#### [REQUEST 1]
In the interview excerpt on inflation and bonds, swap "monetary policy" for "central bank policy" and give back everything from "GARY SHILLING: Well, of" down to "simply monetary policy.".

#### [PASSAGE GIVEN]
--- begin ---
Well, something happened in 1978, it was called Proposition 13 in California, which was it basically limited the increases in local property taxes, and it still exists. And that, to me, was an inkling that- because California and all California is a rootless society, most people have moved in there from someplace else, they don't have strong traditions. So, they brought those hula hoops or foreign cars, or in this case, limits on government spending, you can see things start in California and know they're going to spread nationwide. But anyway, I saw that. And then of course, you got to the election of Reagan in 1980. And I said, that this is a change of environment, because I saw the root cause of inflation is being excess demand.
And so, that's why I started forecasting the demise of inflation. And with that, a huge decline in interest rates, Treasury bonds at that point or long term Treasury bonds, 30 Year Bonds are yielding 14.6%. So, that was an extraordinary opportunity for appreciation because of course, as the yields go down, the price goes up.
ED HARRISON: What did you think, by the way, of Volcker's attempt to deal with monetary policy by the money supply, targeting the broad money supply, which was a failure in the end, did you think that was going to work?
GARY SHILLING: Well, of course, it's debatable. I think a lot of people would give Volcker credit, but I think it was really a shift in the attitude of the American people and Volcker couldn't have done what he did if they hadn't had the populace behind him. And in fact, I think inflation was on the way out anyway, before he acted. Nearly jacked up interest rates about 20% short term interest rates and your precipitated two back-to-back recessions. But that was the beginning of the unwinding. But if it had just been monetary policy, why would you have inflation coming down for now, almost 40 years? The peak was in 1980. So, I think was a much more profound change than simply monetary policy.
ED HARRISON: And it is profound. We're going to get to that at the end in terms of whether or not that cycle that you're talking about persists and continues now. But that was the beginning of the great bull market. The interesting bit is before this, yesterday, you sent me a chart on how we think about- when we think about the great bull market, usually we think about equities, and we think about '82 is the beginning and potentially continuing on. But the chart you sent me was about zero coupon bonds. Tell me about that. Because it was shocking, the outperformance differential.
GARY SHILLING: Well, I started investing in 30 Year zero coupon treasuries. Now, zero coupon bonds don't pay any interest, but they are issued at a discount. And the interest in effect is in effect built in the difference between the issue price which is below 100 and they're expiring at 100. It's built-in. Now, the fact that it's built-in, it has big advantages when interest rates come down. You don't have a reinvestment risk. In other words, if you invest it, let's just take an example. Let's say you invest in a 10 Year Yield in security and the rates dropped to 5%. Well, you've got to reinvest at 5%, you no longer can invest at10%, that's gone. But the zero coupons build that in, so you get actually about twice as much appreciation for given declining interest rates with a zero coupon, as with a coupon bond, and the longer the majority, the more bang for buck.
--- end ---
#### [REQUEST 2]
Repeat everything in the listing from the line containing "For every instance of the arched" down to the end of the listing, both ends included.

#### [RECORDS TO PROCESS]
--- begin ---
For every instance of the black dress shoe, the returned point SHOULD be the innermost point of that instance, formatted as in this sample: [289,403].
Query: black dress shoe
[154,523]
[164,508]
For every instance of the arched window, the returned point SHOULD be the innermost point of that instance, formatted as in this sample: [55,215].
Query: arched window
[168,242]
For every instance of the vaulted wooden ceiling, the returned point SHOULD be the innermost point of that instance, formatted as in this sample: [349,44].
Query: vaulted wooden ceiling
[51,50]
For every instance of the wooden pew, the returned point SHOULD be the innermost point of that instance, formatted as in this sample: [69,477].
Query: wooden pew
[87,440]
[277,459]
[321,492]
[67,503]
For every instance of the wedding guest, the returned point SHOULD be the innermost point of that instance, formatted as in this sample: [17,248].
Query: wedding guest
--- end ---
#### [EXPECTED ANSWER 1]
GARY SHILLING: Well, of course, it's debatable. I think a lot of people would give Volcker credit, but I think it was really a shift in the attitude of the American people and Volcker couldn't have done what he did if they hadn't had the populace behind him. And in fact, I think inflation was on the way out anyway, before he acted. Nearly jacked up interest rates about 20% short term interest rates and your precipitated two back-to-back recessions. But that was the beginning of the unwinding. But if it had just been central bank policy, why would you have inflation coming down for now, almost 40 years? The peak was in 1980. So, I think was a much more profound change than simply central bank policy.

#### [EXPECTED ANSWER 2]
For every instance of the arched window, the returned point SHOULD be the innermost point of that instance, formatted as in this sample: [55,215].
Query: arched window
[168,242]
For every instance of the vaulted wooden ceiling, the returned point SHOULD be the innermost point of that instance, formatted as in this sample: [349,44].
Query: vaulted wooden ceiling
[51,50]
For every instance of the wooden pew, the returned point SHOULD be the innermost point of that instance, formatted as in this sample: [69,477].
Query: wooden pew
[87,440]
[277,459]
[321,492]
[67,503]
For every instance of the wedding guest, the returned point SHOULD be the innermost point of that instance, formatted as in this sample: [17,248].
Query: wedding guest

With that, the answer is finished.